§ ЗАДАНИЕ A
Верните дословно отрывок фрагмента о присутствии терапевта от «Если мы понимаем, что это» до «есть феномен свободы.».
§ ЗАДАНИЕ B
Почему, согласно фрагменту о присутствии терапевта, поступок становится возможным именно в точке свободы? Ответьте одним–тремя предложениями.

§ ФРАГМЕНТ
───
Если мы понимаем, что это «присутствие» — которое и есть особый род «понимания«, осуществляемого терапевтом (о чем я пытался говорить пару лет назад, выступая на международной конференции по психотерапии, организованной нашим сегодняшним председателем) — если это «присутствие» терапевта в ситуации и должно, по сути дела, позволять другому — пациенту — проходить в ту самую точку его уже незаместимого присутствия, в точку свободы, в которой и становится возможным то, что можно назвать поступком — а поступок есть феномен свободы.

И если мы понимаем, что реальность поступка и есть для терапевта та действительная, или даже — последняя и единственная реальность в рамках психотерапии, на события в плане которой терапия казалось бы и должна быть ориентирована, «нацелены» усилия терапевта,— события, которые, быть может, единственно только и имеют действительный и «оправдывающий» все остальное смысл.
───
§ МАТЕРИАЛ
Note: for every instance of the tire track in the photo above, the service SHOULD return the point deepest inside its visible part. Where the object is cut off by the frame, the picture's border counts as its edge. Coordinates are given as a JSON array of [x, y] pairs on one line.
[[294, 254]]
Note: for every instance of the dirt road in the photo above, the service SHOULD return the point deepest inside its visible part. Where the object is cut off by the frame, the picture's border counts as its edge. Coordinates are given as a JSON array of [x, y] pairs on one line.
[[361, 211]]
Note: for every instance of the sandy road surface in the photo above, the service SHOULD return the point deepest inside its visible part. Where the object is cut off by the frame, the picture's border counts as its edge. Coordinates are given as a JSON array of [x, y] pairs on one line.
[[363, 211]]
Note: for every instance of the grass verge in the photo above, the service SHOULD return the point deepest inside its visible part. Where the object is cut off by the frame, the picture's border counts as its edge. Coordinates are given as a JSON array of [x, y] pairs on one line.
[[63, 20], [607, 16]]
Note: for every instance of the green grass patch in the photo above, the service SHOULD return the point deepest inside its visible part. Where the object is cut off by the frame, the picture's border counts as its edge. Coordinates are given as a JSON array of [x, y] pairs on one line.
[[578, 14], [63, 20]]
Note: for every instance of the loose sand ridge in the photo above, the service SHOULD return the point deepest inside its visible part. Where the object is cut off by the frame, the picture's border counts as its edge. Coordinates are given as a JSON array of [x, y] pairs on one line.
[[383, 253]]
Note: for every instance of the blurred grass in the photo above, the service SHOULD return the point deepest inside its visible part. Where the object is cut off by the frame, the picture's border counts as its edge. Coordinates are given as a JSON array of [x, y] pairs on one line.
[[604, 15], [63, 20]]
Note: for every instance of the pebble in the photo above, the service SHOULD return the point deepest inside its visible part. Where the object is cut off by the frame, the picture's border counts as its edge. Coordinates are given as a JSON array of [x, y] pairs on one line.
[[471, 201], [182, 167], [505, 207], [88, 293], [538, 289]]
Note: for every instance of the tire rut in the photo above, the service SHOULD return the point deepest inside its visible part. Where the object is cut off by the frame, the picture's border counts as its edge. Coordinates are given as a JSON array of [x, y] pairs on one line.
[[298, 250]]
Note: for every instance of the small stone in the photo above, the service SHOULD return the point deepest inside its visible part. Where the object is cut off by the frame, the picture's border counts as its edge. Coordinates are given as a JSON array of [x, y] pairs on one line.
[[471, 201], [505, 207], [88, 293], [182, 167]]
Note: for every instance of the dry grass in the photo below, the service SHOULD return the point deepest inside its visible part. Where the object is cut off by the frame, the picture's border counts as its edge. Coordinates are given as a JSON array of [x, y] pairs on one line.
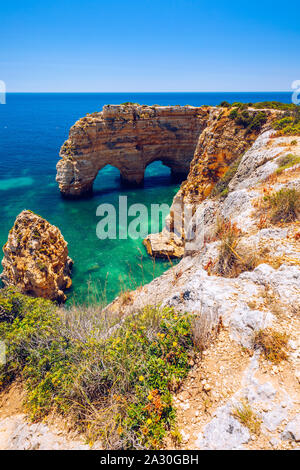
[[231, 263], [283, 205], [272, 343], [247, 417]]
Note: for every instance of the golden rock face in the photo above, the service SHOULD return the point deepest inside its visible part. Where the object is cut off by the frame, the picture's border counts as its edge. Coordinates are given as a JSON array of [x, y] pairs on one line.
[[129, 137], [36, 258]]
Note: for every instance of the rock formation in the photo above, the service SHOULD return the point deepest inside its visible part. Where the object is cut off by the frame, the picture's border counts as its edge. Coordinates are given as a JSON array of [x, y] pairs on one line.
[[222, 142], [36, 258], [129, 137]]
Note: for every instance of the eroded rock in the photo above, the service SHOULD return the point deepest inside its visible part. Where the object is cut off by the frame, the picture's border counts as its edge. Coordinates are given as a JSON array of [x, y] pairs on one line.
[[36, 258]]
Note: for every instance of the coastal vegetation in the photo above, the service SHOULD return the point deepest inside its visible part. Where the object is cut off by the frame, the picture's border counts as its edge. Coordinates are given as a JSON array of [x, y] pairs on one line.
[[272, 343], [115, 383], [287, 161], [221, 188]]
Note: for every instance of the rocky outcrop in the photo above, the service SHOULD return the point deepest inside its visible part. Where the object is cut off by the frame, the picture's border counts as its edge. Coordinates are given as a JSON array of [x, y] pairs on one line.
[[221, 143], [235, 397], [36, 258], [129, 137]]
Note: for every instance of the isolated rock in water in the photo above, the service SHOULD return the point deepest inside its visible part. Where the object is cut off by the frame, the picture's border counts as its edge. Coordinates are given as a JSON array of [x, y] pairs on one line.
[[164, 245], [36, 258]]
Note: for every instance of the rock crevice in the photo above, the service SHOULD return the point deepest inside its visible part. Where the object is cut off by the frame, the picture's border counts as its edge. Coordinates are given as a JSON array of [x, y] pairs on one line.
[[129, 137]]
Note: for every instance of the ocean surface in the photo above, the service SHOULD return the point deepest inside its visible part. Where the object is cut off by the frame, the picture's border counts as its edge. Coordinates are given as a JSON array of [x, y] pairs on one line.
[[33, 126]]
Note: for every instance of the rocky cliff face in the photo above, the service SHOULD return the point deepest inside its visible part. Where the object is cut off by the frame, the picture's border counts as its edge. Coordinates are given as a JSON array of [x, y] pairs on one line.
[[36, 258], [129, 137], [243, 272], [221, 143]]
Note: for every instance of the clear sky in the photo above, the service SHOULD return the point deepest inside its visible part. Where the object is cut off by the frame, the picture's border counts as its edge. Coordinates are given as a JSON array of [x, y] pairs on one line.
[[149, 45]]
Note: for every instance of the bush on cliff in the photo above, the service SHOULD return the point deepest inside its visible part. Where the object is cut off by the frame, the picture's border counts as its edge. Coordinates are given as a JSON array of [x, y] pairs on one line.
[[289, 122], [115, 387]]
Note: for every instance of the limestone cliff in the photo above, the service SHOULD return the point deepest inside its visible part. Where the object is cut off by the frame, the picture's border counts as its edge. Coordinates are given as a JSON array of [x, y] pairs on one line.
[[129, 137], [36, 258], [223, 141]]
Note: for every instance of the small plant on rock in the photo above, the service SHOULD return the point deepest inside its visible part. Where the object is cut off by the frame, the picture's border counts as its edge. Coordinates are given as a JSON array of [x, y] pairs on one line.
[[284, 205], [272, 343], [247, 417]]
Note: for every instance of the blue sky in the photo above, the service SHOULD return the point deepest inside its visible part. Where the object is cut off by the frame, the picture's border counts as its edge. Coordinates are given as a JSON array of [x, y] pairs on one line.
[[149, 45]]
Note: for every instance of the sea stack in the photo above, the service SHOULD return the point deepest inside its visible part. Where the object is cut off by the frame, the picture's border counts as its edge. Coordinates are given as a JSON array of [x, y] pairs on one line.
[[36, 258]]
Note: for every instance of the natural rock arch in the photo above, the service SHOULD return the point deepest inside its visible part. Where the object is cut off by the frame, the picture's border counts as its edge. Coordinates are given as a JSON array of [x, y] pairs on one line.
[[129, 137]]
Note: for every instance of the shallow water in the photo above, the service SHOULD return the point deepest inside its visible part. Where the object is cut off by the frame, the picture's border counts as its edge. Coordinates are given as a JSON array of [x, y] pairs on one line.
[[32, 129]]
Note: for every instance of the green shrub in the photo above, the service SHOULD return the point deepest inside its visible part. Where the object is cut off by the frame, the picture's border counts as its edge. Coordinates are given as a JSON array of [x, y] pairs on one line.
[[115, 385], [289, 122]]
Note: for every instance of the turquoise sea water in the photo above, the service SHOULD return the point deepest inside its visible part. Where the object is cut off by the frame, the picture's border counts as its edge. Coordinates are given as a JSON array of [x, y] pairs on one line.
[[33, 127]]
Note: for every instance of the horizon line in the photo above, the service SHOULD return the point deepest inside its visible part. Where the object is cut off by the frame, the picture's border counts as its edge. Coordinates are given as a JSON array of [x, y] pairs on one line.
[[145, 92]]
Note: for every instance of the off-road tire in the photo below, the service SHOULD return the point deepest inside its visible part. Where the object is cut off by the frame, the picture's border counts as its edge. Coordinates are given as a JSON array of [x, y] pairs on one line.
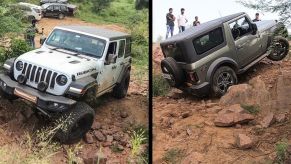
[[120, 90], [61, 16], [223, 71], [282, 43], [81, 114], [170, 66]]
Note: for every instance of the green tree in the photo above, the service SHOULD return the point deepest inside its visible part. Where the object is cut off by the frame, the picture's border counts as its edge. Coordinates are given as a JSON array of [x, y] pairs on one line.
[[282, 7], [99, 5]]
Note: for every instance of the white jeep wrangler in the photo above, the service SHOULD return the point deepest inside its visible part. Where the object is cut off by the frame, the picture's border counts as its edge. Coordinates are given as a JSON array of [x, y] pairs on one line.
[[74, 61]]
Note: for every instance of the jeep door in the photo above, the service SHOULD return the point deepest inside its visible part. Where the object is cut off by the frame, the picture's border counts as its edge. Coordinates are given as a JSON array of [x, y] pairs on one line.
[[247, 45], [106, 79]]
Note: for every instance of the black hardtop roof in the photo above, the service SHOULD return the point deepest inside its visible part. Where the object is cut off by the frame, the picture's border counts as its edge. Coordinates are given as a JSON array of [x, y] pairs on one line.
[[105, 33], [197, 30]]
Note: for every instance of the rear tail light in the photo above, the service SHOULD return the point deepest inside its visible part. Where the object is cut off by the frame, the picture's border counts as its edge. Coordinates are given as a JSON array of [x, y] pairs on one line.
[[192, 77]]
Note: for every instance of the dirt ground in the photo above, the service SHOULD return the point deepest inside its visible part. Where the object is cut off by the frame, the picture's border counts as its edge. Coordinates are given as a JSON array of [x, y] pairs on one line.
[[114, 118], [185, 123]]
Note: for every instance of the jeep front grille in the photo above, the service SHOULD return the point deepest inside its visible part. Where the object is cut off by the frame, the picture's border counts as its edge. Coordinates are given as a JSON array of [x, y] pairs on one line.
[[37, 74]]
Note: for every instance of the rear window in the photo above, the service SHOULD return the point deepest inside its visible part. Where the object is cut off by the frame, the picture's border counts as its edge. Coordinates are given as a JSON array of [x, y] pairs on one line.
[[208, 41], [173, 51]]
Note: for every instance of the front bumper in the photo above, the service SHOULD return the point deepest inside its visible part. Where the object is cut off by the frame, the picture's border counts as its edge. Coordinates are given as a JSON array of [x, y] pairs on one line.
[[42, 100], [200, 90]]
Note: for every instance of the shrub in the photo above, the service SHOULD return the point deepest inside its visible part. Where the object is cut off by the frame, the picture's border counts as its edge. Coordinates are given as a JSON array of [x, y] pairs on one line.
[[18, 47], [99, 5], [140, 4], [160, 86]]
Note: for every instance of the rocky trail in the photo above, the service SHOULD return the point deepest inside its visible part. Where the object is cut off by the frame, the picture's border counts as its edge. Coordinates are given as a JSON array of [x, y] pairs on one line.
[[110, 136], [243, 126]]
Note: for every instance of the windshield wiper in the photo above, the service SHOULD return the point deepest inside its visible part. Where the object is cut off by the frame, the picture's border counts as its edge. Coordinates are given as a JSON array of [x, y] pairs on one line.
[[68, 49]]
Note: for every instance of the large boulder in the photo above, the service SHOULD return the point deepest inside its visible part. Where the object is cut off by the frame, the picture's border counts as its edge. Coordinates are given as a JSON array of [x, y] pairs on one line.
[[230, 119], [254, 93]]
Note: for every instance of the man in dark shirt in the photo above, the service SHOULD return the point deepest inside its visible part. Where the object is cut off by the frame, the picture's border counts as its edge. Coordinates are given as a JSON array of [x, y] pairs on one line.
[[170, 23], [257, 18], [196, 22]]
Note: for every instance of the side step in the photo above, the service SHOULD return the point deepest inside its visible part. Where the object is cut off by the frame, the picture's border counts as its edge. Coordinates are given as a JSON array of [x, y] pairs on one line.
[[252, 63]]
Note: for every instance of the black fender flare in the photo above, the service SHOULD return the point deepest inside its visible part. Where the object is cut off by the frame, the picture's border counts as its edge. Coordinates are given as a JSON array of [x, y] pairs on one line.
[[126, 67], [219, 62]]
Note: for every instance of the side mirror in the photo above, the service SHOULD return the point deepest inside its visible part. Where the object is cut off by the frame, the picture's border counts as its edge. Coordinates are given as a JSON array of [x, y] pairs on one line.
[[42, 40], [254, 28], [111, 58]]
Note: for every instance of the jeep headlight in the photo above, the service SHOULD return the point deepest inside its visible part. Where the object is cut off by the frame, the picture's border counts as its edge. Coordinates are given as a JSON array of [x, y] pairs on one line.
[[19, 65], [62, 80]]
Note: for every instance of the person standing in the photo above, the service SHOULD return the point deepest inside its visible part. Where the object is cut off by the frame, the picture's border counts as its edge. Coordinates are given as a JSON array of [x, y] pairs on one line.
[[30, 33], [182, 20], [170, 22], [196, 22], [257, 18]]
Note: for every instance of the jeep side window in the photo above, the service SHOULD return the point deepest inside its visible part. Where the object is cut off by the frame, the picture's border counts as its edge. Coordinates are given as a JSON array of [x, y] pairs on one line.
[[240, 28], [121, 48], [127, 47], [208, 41], [111, 50]]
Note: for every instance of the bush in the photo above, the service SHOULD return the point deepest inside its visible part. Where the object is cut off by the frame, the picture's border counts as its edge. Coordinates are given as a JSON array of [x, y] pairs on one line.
[[160, 86], [140, 4], [18, 47], [99, 5]]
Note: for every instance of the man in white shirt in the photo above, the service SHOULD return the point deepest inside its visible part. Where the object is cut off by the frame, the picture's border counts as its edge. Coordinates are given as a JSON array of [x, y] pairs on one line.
[[182, 20]]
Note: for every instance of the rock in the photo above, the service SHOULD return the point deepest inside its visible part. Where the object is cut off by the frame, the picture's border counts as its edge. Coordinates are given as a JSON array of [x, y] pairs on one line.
[[188, 132], [95, 158], [230, 119], [123, 114], [236, 108], [120, 147], [194, 158], [88, 138], [100, 137], [280, 118], [96, 125], [109, 138], [106, 144], [117, 136], [238, 126], [268, 120], [27, 113], [186, 114], [210, 105], [254, 93], [244, 142], [214, 109]]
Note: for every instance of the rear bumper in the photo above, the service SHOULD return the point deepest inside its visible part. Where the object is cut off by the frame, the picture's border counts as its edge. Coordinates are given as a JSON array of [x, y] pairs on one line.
[[42, 100], [200, 90]]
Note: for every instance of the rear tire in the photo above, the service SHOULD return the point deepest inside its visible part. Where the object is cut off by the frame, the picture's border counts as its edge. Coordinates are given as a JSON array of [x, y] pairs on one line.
[[120, 90], [280, 50], [222, 79], [170, 67], [79, 121]]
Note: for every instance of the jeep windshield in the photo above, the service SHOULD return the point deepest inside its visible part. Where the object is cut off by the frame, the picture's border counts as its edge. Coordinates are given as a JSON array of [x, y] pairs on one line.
[[76, 42]]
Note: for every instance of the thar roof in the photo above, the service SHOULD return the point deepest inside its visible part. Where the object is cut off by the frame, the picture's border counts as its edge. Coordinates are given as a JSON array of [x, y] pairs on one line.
[[197, 30], [105, 33]]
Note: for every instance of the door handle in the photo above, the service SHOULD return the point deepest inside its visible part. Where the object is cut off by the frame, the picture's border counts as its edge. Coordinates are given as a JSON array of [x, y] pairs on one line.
[[239, 47]]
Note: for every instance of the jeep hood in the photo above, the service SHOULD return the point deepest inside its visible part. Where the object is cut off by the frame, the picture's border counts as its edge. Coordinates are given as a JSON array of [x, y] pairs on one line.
[[62, 61], [265, 25]]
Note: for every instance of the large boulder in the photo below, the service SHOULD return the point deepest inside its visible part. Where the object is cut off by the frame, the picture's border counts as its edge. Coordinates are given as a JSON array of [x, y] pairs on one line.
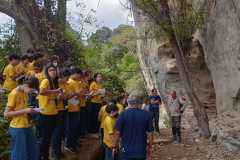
───
§ РЕШЕНИЕ A
Если мы понимаем, что это «присутствие» — которое и есть особый род «понимания«, осуществляемого терапевтом (о чем я пытался говорить пару лет назад, выступая на международной конференции по психотерапии, организованной нашим сегодняшним председателем) — если это «присутствие» терапевта в ситуации и должно, по сути дела, позволять другому — пациенту — проходить в ту самую точку его уже незаместимого присутствия, в точку свободы, в которой и становится возможным то, что можно назвать поступком — а поступок есть феномен свободы.

§ РЕШЕНИЕ B
Поступок есть феномен свободы. Поэтому он становится возможным в точке свободы пациента. Присутствие терапевта должно позволить пациенту пройти в эту точку его незаместимого присутствия.